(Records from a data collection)
===

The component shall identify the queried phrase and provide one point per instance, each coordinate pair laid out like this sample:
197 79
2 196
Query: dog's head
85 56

===

- What the task requires
What's wanted here is every record, retyped exactly as shown above.

- Solution
The component shall identify the queried phrase and provide one point per instance, each coordinate pair laid out like this sample:
197 79
2 196
Query: dog's head
85 56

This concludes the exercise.